-- start Page --

The impact within this group is visible in two ways; first, their experiences of sharing their stories with others of a similar background, and second, the chance for them to shape and take part in the dissemination of their views to the wider public. In their feedback, participants typically commented that they had enjoyed discussing their memories with a group who had similar experiences, and that this was a rare opportunity in the UK. One participant wrote, `exchanging experiences and thoughts is important and gives the feeling of similar experiences in different Eastern European countries', and another, `I love talking about my life in East Germany because I am really worried that people are just going to forget about it. [...] I was just so happy that somebody is interested and very, very happy to keep it alive'. The majority of participants claimed that they now felt better informed about other Eastern European countries. Typical comments included: `that's the interesting part as some experiences were very similar to mine and some completely different', a comment on new insights into the differences between Eastern Bloc political cultures (`I thought they had the same ideology'), reflections on differences in perspective that participants had not previously been aware of, and `I could see something that we couldn't see in Hungary because we didn't have much experience with other Eastern Europeans'.

-- end Page --
-- start Extracted records --

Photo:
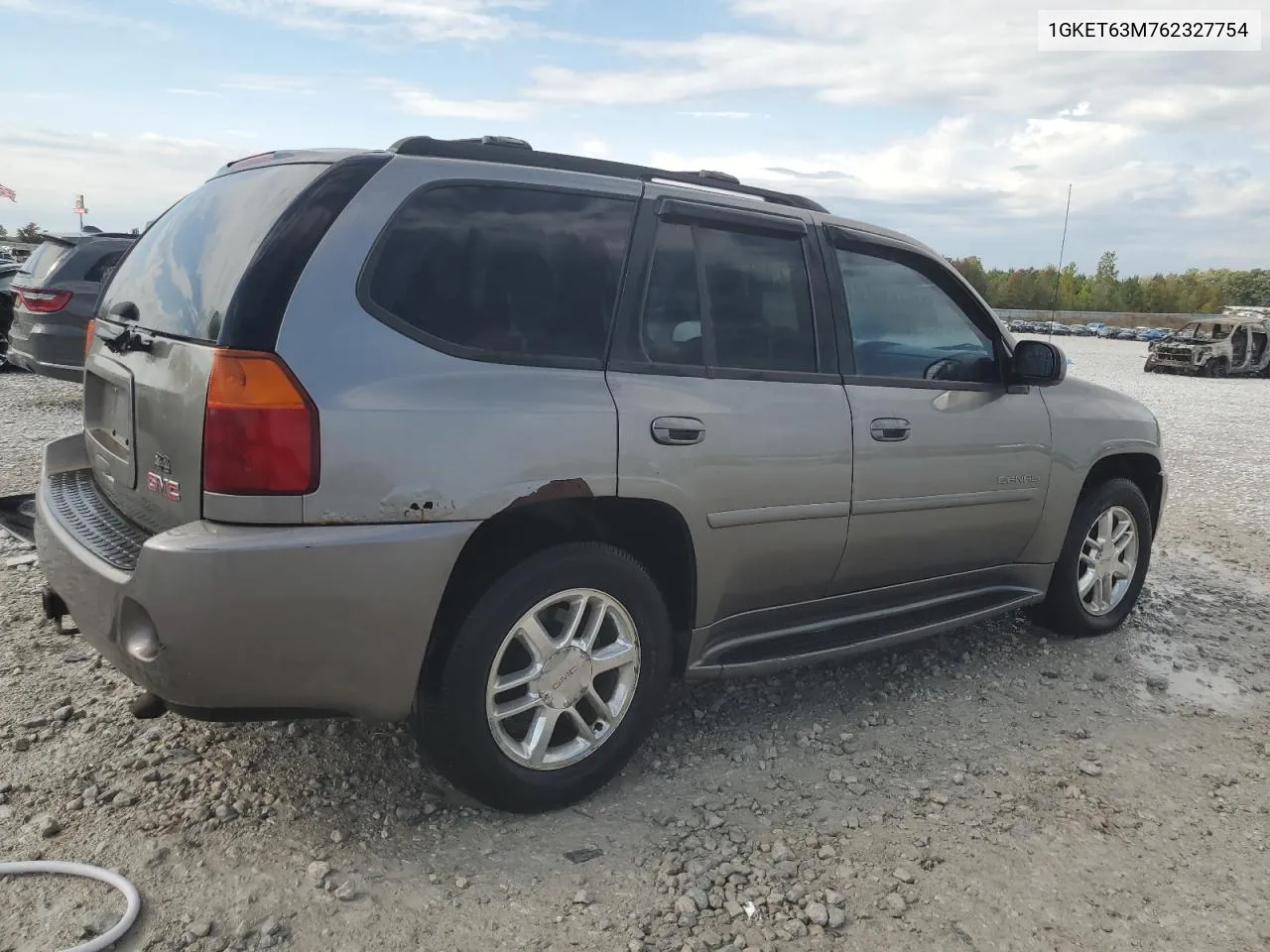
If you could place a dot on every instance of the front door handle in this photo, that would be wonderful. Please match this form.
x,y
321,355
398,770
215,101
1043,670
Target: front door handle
x,y
890,429
679,430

-- end Extracted records --

*Task requirements*: Can you extract the full passage above about participants sharing memories of life in Eastern European countries and reproduce it word for word?

*Output*:
The impact within this group is visible in two ways; first, their experiences of sharing their stories with others of a similar background, and second, the chance for them to shape and take part in the dissemination of their views to the wider public. In their feedback, participants typically commented that they had enjoyed discussing their memories with a group who had similar experiences, and that this was a rare opportunity in the UK. One participant wrote, `exchanging experiences and thoughts is important and gives the feeling of similar experiences in different Eastern European countries', and another, `I love talking about my life in East Germany because I am really worried that people are just going to forget about it. [...] I was just so happy that somebody is interested and very, very happy to keep it alive'. The majority of participants claimed that they now felt better informed about other Eastern European countries. Typical comments included: `that's the interesting part as some experiences were very similar to mine and some completely different', a comment on new insights into the differences between Eastern Bloc political cultures (`I thought they had the same ideology'), reflections on differences in perspective that participants had not previously been aware of, and `I could see something that we couldn't see in Hungary because we didn't have much experience with other Eastern Europeans'.